** Extract provided follows **

This method does not work safely on items that are porous, such as strawberries. Consequently we couldn’t buy things like strawberries and raspberries in the commissary. Also, leafy greens, such as lettuce, will wilt quickly after being treated with Clorox, so you need to eat them within a few hours after sanitizing them.

An alternative to Clorox is iodine water sanitizing pills for campers. You can use common household iodine for this purpose, too: about 5 drops per quart. If you’re using the tablets, which you can get at sporting goods store & probably at Amazon, as I recall it’s 2 tablets per quart. It takes about 30 minutes to disinfect.

Better yet: cook everything before you eat it. 😉

Updates: Bleach and Bugs

Item: The no-chlorine, oxygen laundry bleach.

** End of Extract provided **

Instructions>
1) According to the text on sanitizing produce, how many drops of common household iodine should be used per quart of water?
2) Continue the text on sanitizing produce from its final sentence.

** Input data follows **

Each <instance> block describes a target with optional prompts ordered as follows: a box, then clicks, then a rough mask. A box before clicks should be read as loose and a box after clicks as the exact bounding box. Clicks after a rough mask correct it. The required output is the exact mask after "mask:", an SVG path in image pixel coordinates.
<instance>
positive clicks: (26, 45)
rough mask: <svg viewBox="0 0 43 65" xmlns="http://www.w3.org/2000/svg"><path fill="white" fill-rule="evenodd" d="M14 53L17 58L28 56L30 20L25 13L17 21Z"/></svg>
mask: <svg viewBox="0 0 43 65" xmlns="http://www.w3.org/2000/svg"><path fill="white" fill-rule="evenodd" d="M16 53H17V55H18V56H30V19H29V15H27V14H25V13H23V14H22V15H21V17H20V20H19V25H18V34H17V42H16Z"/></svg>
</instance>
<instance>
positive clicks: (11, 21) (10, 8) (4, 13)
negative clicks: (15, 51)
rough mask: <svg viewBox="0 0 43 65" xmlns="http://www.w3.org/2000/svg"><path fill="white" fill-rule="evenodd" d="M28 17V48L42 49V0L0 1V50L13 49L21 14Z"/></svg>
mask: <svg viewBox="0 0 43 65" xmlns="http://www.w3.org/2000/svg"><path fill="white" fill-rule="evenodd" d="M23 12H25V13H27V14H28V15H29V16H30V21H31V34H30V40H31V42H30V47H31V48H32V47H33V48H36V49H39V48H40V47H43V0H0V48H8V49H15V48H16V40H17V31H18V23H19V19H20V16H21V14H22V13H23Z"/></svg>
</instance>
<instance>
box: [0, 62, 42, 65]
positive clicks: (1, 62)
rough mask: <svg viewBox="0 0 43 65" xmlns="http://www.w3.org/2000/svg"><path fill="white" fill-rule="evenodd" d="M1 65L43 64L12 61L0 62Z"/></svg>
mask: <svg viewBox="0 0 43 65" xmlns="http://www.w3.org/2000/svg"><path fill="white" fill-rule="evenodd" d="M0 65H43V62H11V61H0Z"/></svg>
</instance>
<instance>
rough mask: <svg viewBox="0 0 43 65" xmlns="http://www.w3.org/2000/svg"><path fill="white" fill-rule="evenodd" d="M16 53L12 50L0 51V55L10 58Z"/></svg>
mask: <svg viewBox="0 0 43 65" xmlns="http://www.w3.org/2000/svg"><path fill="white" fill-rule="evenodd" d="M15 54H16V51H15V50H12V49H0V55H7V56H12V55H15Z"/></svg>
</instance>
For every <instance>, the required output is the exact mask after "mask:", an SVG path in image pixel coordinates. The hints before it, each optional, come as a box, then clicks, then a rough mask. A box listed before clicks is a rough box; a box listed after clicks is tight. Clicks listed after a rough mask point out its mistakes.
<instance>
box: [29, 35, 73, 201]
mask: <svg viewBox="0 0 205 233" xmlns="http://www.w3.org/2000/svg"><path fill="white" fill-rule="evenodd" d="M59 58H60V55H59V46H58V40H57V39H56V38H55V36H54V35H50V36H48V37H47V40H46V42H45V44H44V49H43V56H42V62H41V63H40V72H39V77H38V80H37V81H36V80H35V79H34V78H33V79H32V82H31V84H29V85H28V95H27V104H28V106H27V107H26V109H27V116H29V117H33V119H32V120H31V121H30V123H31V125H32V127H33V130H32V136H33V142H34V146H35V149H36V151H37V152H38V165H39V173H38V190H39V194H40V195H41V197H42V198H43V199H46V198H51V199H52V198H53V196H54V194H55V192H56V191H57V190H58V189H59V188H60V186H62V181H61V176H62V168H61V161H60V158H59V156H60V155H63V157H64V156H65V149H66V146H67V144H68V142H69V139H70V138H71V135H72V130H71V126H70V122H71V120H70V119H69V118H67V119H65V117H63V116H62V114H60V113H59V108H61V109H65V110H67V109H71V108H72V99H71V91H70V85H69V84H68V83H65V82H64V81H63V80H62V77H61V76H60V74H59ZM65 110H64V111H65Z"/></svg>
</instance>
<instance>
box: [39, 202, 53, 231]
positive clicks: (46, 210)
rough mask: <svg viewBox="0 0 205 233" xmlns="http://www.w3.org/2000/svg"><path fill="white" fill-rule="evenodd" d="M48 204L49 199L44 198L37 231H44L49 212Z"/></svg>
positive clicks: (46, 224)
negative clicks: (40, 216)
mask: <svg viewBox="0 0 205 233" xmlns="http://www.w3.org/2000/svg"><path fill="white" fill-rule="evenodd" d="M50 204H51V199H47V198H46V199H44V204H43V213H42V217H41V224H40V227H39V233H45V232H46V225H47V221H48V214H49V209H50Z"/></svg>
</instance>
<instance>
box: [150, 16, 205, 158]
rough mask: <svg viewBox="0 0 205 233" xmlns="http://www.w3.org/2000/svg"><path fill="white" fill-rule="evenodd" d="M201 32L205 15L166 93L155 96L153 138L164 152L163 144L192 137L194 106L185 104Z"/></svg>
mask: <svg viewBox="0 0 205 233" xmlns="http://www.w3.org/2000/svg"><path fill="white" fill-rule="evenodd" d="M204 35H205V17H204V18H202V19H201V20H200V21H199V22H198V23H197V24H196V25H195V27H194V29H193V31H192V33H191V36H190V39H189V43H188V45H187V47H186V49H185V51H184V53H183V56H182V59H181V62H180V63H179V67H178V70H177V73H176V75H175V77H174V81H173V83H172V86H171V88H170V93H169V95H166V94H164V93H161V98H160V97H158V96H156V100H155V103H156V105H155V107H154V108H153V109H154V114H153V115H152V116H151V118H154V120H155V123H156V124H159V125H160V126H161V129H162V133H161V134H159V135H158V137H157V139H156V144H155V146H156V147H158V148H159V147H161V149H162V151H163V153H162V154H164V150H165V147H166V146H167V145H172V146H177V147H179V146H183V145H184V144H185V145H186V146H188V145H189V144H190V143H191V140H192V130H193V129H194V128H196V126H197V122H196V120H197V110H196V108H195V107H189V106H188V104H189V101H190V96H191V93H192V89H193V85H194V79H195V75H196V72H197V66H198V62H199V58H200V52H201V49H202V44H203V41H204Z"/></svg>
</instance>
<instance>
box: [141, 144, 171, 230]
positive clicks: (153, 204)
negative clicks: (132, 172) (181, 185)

** End of Input data **

Solved tasks>
1) About 5 drops per quart.

2)
Holy mackerel. Since the stuff seems to have disappeared from the nearby grocery stores’ shelves and I couldn’t even get it from Amazon, I dropped by a Fry’s Marketplace (Kroger’s) on the way home from an appointment with Young Dr. Kildare. And yes: I did find it there. Try to guess the price…

SIXTEEN BUCKS for 88 ounces! That’s 16 cents an ounce….

So pretty clearly this is a product that’s being taken off the market. I was going to buy two bottles of it, but thought I really couldn’t afford that.

I’ve already looked at Target — they don’t have the stuff, in any brand.

Tomorrow morning I’ll go over to the Walmart — the full-service Walmart, not the grocery-store version, which we already know doesn’t carry it. Failing that, I may drive back halfway to the White Tanks to grab another bottle of it at the astonishing price. Which is, we may say in glorious understatement, not what I want to do just now.

Once the stuff is no longer available, though, it looks like you can use plain hydrogen peroxide in its place. And in the glorious tradition of the great Trent Hamm, the grand-daddy of all personal finance bloggers, you could combine the H2O2 with washing soda, fifty-fifty, to make your own DIY knockoff.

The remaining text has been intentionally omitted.